Selected extract

Kamchatkan rainbow trout

Scientific classification
- Kingdom: Animalia
- Phylum: Chordata
- Class: Actinopterygii
- Division: Teleostei
- Order: Salmoniformes
- Family: Salmonidae
- Genus: Oncorhynchus
- Species: O. mykiss
- Subspecies: O. m. mykiss
- Trinomial name: Oncorhynchus mykiss mykiss (Walbaum, 1792)
- Synonyms: Parasalmo mykiss Parasalmo penshinensis

= Kamchatkan rainbow trout =

Subspecies of fish

The Kamchatkan rainbow trout (Oncorhynchus mykiss mykiss) is a subspecies of the rainbow trout, which is a fish in the family Salmonidae. It is native to Russian Far East. Its main range is on the Kamchatka Peninsula, and it has also been recorded from the Commander Islands east of Kamchatka, and sporadically in the Sea of Okhotsk, as far south as the mouth of the Amur River.

==Size==
This species reaches a length of 122 cm.

Data entries
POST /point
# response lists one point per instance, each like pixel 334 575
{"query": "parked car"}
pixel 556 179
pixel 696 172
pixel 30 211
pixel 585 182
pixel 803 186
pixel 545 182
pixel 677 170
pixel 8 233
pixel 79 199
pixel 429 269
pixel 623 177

Task directions
List every geographic place named in the paragraph of the Kamchatkan rainbow trout text that describes where the fish is found.

Solution to this exercise
- Russian Far East
- Kamchatka Peninsula
- Commander Islands
- Sea of Okhotsk
- Amur River